## Tugas yang Diberikan A
Temukan setiap baris dalam data yang memuat kata "distant", lalu salin baris-baris itu.
## Tugas yang Diberikan B
Sambung teks tentang kendala para pembuat film di Surabaya mulai dari kalimat terakhirnya.

## Teks Sumber
==========

Masalah klise lain yang menghadang adalah minimnya pendanaan untuk membuat sebuah film yang menghabiskan dana sekitar Rp 2 miliar. Biaya sebesar ini masuk dalam biaya pra produksi, produksi dan pas a produksi terdiri dari biaya pembuatan film, divisi fotografi, komik, musik, komunikasi, editing akhir dan biaya transfer pita seluloid. Dana ini belum termasuk biaya promosi, publikasi dan roadshow ke sejumlah daerah.
Namun biaya pembuatan satu film pendek sendiri biasanya menghabiskan dana sekitar Rp 6 juta. Karena masih belum memiliki sumber dana kuat, para filmmaker terpaksa merogoh kocek sendiri. ”Mulai dari jual handphone sampai mengambil orderan syuting kawinan kita lakoni supaya kita terus bisa eksis,” terang Jaka Wiradinata, dari komunitas Sinematografi Unair.
Para produser juga masih belum memberi kepercayaan sineas Surabaya dalam penggarapan proyek film. Ini terjadi karena masih adanya Jakarta oriented yakni segala sesuatu yang bukan berasal dari Jakarta dianggap kurang berkualitas. Persoalan klasik lain yang menghadang yaitu masalah regenerasi. Hingga kini, regenerasi masih mengandalkan UKM film yang dibentuk di beberapa kampus. Mencari bibit perfilman di luar kampus, dirasakan masih cukup sulit karena pelajaran soal film dan tetek bengeknya tak masuk dalam kurikulum.

==========

## Data yang Diberikan
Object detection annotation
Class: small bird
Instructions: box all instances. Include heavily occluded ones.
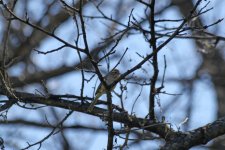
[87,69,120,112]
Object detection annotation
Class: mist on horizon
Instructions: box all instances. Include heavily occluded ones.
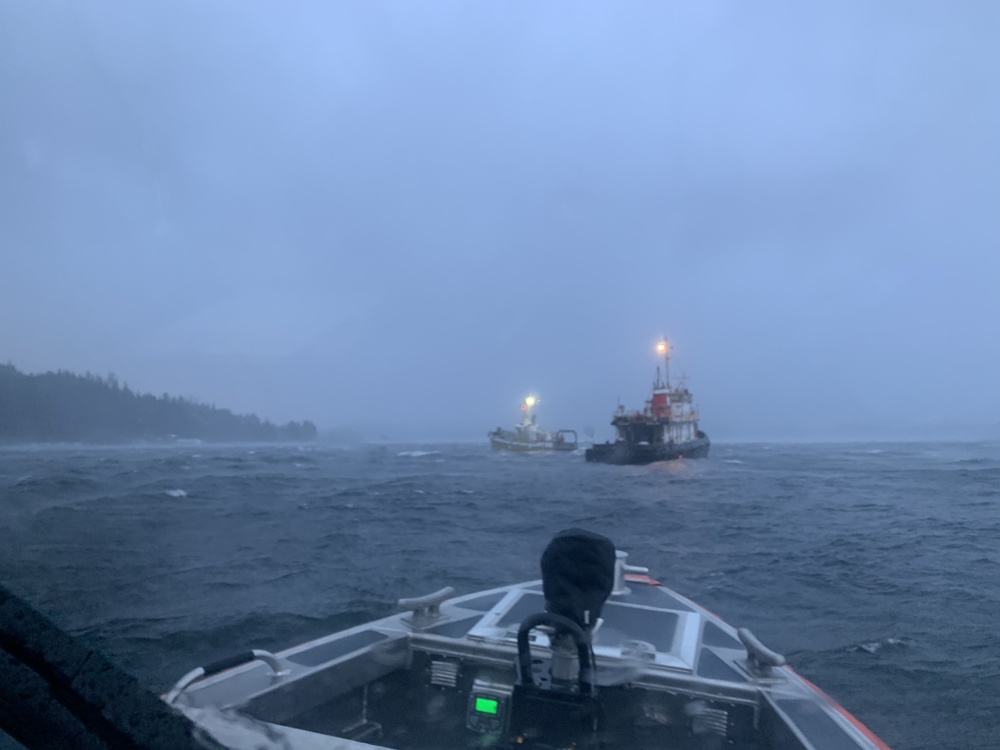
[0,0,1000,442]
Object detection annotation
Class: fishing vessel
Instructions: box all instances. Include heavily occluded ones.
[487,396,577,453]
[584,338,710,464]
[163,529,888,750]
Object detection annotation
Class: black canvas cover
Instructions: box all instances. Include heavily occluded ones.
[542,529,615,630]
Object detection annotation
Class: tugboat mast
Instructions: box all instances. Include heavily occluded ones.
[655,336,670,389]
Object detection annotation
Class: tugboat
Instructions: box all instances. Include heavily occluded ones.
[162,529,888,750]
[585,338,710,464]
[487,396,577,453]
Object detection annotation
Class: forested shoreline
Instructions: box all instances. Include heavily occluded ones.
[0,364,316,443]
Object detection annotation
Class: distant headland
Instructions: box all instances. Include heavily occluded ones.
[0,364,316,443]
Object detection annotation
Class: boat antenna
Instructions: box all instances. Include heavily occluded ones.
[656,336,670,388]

==========

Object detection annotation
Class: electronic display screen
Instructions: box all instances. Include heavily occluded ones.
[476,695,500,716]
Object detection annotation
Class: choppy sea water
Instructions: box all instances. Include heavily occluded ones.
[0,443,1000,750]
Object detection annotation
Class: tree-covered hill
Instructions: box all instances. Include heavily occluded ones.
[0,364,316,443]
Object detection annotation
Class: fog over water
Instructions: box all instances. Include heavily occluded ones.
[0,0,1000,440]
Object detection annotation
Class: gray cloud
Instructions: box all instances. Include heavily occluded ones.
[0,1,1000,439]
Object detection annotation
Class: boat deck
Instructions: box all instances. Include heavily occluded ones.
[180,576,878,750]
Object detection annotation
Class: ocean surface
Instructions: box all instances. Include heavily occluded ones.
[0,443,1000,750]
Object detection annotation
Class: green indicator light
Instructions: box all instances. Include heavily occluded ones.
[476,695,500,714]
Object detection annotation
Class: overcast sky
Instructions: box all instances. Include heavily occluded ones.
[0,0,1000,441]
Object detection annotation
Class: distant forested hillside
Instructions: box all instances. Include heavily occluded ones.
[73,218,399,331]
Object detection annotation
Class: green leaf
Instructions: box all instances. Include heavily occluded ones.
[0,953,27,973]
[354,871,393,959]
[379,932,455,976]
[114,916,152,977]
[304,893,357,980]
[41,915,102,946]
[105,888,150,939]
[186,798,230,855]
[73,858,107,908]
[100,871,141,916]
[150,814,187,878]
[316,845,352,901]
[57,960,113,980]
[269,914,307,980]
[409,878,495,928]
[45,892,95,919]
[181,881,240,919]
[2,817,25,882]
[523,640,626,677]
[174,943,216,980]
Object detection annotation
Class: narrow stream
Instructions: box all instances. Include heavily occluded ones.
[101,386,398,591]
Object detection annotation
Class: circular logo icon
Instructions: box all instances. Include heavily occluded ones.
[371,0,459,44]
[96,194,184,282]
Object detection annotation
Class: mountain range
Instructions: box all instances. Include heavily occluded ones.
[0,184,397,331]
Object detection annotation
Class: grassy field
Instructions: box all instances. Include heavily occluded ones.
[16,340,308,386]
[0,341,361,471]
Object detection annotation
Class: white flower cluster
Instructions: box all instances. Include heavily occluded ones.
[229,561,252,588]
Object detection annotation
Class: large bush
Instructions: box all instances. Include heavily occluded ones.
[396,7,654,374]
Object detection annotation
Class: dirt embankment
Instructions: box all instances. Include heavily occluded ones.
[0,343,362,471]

==========

## Hasil A
Class: distant headland
Class: distant forested hillside

## Hasil B
Mereka adalah sineas muda yang menggeliat di jagad perfilman independen di Surabaya. Menggeliat karena memang hingga kini kiprah mereka tak banyak terdengar di kota sendiri, tak banyak arek Suroboyo yang menonton karya mereka. Kini tinggal menunggu langkah pemerintah untuk memayungi dan membimbing mereka. Pertanyaannya apakah pemerintah mampu memelihara bibit kreatifitas yang sudah mulai tumbuh?

========

Siapkan CUKS 2 Showrockbooyeah!!
Ditengah kendala tersebut, para filmmaker terus merintis gebrakan dengan membuat suatu wadah kumpulan dari komunitas film di Surabaya. Terbentuknya wadah ini sendiri harus melewati proses yang cukup lama.
Wiryadi Dharmawan bercerita jika dirinya bertemu dengan filmmaker lain asal Surabaya tanpa sengaja. Biasanya mereka bertemu saat festival atau diskusi film yang digelar di luar kota Pahlawan ini. ”Saya sempat ketemu dengan beberapa kawan saat INFIS menggelar pemutaran film di CCCL sehingga akhirnya berkenalan,” kenang sutradara animasi The Asean Community 2015 tersebut.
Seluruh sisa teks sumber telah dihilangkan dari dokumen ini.